___ SUPPLIED DATA ___
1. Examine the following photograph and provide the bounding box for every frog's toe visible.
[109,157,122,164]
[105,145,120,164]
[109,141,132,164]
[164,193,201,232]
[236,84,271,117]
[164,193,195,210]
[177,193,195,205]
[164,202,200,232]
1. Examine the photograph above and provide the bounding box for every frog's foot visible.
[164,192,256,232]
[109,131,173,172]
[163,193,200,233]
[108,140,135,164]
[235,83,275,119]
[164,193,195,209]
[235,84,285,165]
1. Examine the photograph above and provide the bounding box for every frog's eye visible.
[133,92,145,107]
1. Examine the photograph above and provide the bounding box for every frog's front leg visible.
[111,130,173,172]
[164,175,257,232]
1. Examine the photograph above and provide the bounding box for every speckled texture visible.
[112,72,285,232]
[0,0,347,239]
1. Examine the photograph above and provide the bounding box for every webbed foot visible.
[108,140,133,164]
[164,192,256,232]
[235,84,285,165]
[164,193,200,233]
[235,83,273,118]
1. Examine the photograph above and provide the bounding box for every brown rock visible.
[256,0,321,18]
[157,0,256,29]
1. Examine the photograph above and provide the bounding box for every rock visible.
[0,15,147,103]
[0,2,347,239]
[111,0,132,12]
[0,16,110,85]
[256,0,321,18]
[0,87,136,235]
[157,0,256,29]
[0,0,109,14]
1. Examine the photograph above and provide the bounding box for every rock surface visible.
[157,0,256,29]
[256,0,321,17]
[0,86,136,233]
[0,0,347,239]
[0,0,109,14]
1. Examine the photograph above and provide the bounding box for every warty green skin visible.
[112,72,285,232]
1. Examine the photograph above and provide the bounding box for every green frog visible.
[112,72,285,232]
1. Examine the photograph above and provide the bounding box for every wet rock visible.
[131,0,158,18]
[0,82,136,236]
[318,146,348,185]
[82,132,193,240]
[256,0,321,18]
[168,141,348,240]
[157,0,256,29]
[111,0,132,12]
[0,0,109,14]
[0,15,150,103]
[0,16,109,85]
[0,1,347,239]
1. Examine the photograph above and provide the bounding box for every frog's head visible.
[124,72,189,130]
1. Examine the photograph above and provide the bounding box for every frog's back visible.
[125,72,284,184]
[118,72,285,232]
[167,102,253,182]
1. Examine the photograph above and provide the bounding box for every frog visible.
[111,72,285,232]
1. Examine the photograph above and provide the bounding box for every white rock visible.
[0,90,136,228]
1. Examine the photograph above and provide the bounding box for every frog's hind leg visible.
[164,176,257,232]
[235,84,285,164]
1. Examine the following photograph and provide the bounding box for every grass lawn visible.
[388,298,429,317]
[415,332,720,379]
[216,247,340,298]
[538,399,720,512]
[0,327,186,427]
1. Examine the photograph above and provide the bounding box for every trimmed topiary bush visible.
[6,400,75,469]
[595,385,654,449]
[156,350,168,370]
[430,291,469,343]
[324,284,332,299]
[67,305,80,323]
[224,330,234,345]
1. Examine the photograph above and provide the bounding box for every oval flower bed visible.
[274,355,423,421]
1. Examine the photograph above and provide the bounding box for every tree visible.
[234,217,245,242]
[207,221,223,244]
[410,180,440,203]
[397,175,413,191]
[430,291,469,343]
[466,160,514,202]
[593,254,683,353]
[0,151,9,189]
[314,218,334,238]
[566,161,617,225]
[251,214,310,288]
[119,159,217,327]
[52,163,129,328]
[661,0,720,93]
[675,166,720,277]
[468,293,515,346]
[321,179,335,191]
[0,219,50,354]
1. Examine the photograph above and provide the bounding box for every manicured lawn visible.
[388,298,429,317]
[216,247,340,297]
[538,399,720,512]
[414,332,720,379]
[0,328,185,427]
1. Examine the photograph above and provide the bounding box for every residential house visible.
___
PROBLEM:
Repeat, with no changes, each line from the one with "manicured lawn visible." to the end of the listing, including both ends and nothing else.

RESPONSE TO THIS EXERCISE:
1. Examine the photograph above and provide the bounding box for every manicured lawn visible.
[388,298,429,317]
[216,247,340,297]
[538,399,720,512]
[414,332,720,379]
[0,328,185,427]
1. Examine the photograph above and provide the bounding box for every residential house visible.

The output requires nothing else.